>> START

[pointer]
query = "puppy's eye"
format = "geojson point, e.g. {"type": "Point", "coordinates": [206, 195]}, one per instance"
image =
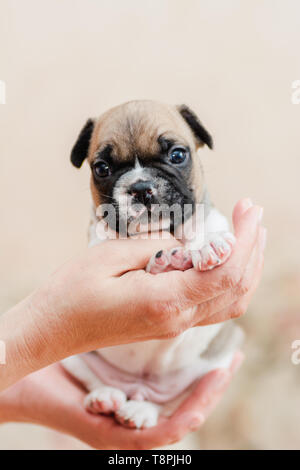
{"type": "Point", "coordinates": [101, 169]}
{"type": "Point", "coordinates": [178, 155]}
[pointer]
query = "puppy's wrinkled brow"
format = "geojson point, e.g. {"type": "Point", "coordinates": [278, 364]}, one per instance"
{"type": "Point", "coordinates": [105, 152]}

>> END

▶ **PROBLEM TO SOLVE**:
Please reproduce all of the entries above line for line, leaving the pictures out.

▶ **CORRECT ANSWER**:
[pointer]
query = "puppy's eye"
format = "geojson point, e.g. {"type": "Point", "coordinates": [206, 195]}, one per instance"
image =
{"type": "Point", "coordinates": [101, 169]}
{"type": "Point", "coordinates": [178, 155]}
[pointer]
query = "puppy's wrinkled brow"
format = "geojson point, e.g. {"type": "Point", "coordinates": [278, 364]}, one per instance"
{"type": "Point", "coordinates": [105, 152]}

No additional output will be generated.